## Jobs
a - In the Long Island forum thread, where does the group that meets every Friday morning gather?
b - Swap "Pennsylvania" for "Ohio" and give back the part of the Long Island forum thread starting with "i can not tell" and going on through "to join you...".
c - List every day of the week on which, according to the Long Island forum thread, an existing knitting or crochet group meets.

## Excerpt
# long island, ny



## DareYouToJump (Dec 4, 2012)

i can not tell you how excited i am to find this forum! is there any one in the area (nassau/queens/eastern suffolk-ish) that knows of a pre-existing or would like to start a little crochet/knitting goup?


----------



## maureenb (Apr 1, 2011)

Welcome from Pennsylvania,we moved here from Seaford,L.I.20 years ago..if I were still there,I'd be glad to join you...


----------



## debg (Apr 22, 2011)

Hi,

I fit that category. I am in the Rockaway Five Town area. Let me know if you are interested. I would love to join.

Debbie


----------



## jeannietta (Mar 14, 2011)

There is a group that meets every Friday morning at 11:00 AM at the Fresh Meadows library on the LIE. It has grown quite large and is a lot of fun.


----------



## VBeechinor (Jan 20, 2012)

Hi,

I am in Nassau County. Let me know if you start a group.

Vivian


----------



## PegFACS (Jun 10, 2011)

There are two groups in Southampton, one meets on Wednesdays from 2-4 pm at the Historical Museum and the other meets on Thursdays from 4-6pm at the library.


----------



## PegFACS (Jun 10, 2011)

There are two groups in Southampton, one meets on Wednesdays from 2-4 pm at the Historical Museum and the other meets on Thursdays from 4-6pm at the library.


----------



## bgjcd (Mar 29, 2012)

I'm in Williston Park in Nassau County and would love to meet some fellow knitters. I am free from 4:00 on.


----------



## Marilyn40 (Aug 15, 2011)

I'm in Glen Head in Nassau County and agree with "bgjcd" I would love to meet some fellow knitters. I am retired so any-time will be fine.


----------



## MOM313 (May 21, 2012)

I'm from Bayside and haven't seen anything nearby.


----------



## DareYouToJump (Dec 4, 2012)

wow! thank you all for your replies! i didn't realize there were so many of us near by! and i didn't expect everyone to answer so promptly (this forum is great!) 

honestly, i won't be able to do anything till april most likely (like i said, i didn't expect to get replies so quick!) i work in a tax office for the season (jan-april are 76 hour work weeks!). 

i will come back and post here once my schedule frees up. if someone creates a group of us before then, i would be happy to join it come april!


----------



## MOM313 (May 21, 2012)

## Supplied material
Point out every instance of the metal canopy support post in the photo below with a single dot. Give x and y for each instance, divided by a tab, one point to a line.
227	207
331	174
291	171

## Worked answers
a - At the Fresh Meadows library on the LIE.

b -
i can not tell you how excited i am to find this forum! is there any one in the area (nassau/queens/eastern suffolk-ish) that knows of a pre-existing or would like to start a little crochet/knitting goup?


----------



## maureenb (Apr 1, 2011)

Welcome from Ohio,we moved here from Seaford,L.I.20 years ago..if I were still there,I'd be glad to join you...

c - Friday, Wednesday, Thursday